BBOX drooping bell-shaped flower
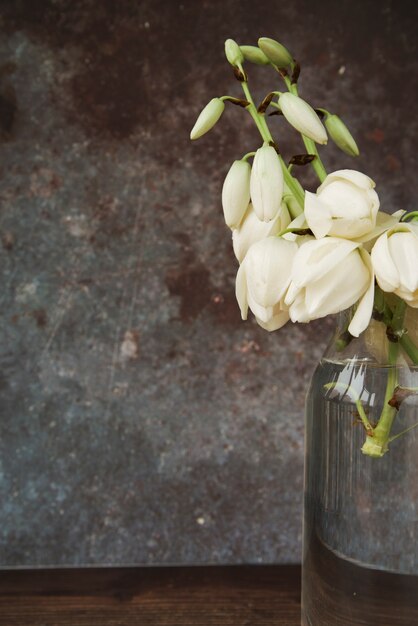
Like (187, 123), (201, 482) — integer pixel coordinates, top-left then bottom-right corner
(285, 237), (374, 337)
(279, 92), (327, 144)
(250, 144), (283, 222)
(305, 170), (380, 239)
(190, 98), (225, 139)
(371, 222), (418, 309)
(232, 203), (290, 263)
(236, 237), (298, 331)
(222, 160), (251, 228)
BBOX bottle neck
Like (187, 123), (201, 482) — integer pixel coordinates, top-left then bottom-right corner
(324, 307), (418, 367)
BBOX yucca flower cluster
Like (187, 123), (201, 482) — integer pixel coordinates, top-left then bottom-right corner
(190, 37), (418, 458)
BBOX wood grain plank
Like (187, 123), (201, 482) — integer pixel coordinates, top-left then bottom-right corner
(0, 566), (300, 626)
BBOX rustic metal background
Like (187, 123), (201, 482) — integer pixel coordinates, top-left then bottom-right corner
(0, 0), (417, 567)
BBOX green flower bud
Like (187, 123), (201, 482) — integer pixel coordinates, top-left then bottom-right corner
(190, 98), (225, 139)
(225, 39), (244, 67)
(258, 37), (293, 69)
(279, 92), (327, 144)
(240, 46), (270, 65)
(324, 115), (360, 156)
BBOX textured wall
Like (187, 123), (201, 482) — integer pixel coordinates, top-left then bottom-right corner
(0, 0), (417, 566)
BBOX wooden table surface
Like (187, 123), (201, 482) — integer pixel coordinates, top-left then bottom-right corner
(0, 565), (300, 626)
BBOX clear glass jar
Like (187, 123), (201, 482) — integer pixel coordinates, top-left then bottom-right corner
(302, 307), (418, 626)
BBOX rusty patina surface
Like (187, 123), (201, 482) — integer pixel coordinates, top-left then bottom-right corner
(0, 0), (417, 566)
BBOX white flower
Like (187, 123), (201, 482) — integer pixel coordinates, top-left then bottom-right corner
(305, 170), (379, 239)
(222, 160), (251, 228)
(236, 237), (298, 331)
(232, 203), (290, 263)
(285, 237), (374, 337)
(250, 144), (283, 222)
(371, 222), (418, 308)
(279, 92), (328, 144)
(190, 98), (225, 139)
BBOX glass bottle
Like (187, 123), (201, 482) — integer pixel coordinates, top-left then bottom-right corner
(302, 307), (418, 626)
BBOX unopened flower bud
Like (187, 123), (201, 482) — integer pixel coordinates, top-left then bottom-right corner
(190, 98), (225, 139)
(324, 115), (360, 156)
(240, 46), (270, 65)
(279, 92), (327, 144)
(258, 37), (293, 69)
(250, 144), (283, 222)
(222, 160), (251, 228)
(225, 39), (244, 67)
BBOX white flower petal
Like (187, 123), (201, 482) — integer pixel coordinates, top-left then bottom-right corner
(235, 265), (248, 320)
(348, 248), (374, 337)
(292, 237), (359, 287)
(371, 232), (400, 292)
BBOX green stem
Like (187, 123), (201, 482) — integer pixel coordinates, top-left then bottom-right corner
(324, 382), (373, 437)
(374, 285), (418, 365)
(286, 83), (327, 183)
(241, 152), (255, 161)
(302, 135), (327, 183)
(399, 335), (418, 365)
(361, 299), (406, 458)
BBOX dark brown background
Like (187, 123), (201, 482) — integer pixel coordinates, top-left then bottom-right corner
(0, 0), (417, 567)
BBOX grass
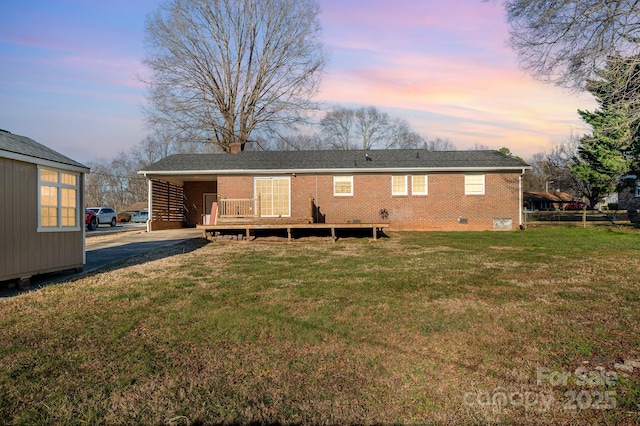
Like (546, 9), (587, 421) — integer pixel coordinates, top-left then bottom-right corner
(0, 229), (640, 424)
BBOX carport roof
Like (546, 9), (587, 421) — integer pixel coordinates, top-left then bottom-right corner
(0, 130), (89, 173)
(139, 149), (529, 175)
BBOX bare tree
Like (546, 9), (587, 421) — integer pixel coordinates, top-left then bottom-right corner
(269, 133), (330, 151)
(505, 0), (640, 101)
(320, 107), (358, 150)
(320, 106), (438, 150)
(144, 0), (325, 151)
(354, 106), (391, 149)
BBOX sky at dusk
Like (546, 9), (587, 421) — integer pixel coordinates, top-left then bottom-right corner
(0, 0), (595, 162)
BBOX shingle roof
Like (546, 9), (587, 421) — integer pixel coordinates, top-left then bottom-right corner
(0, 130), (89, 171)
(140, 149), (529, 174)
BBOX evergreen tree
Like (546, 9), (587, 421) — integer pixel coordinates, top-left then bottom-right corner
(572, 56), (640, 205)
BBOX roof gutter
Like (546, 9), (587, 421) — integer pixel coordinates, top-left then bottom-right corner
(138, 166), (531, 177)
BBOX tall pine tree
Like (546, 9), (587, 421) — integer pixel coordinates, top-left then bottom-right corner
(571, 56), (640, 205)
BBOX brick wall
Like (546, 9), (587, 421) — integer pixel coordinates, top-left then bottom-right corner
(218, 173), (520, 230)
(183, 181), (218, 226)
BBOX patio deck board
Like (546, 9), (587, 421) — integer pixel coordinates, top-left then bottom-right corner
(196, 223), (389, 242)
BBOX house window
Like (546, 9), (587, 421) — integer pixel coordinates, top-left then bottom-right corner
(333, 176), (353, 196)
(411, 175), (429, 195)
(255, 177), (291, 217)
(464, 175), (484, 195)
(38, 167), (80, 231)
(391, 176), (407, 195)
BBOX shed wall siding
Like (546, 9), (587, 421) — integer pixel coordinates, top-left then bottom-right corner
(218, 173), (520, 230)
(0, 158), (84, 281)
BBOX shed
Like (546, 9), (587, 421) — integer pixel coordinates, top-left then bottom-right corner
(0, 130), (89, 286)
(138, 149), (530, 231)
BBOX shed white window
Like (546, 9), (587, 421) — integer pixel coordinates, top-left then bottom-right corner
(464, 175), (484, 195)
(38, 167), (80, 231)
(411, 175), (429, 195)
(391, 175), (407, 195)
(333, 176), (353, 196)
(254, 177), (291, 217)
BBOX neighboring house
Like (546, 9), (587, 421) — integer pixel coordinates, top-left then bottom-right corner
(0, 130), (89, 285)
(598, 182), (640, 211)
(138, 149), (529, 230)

++++++++++++++++++++

■ **TO BE DONE**:
Pull out every line of the records that contains the word "background" and list those lines in their original order.

■ **FINISHED ANSWER**:
BBOX rustic metal background
BBOX dark brown background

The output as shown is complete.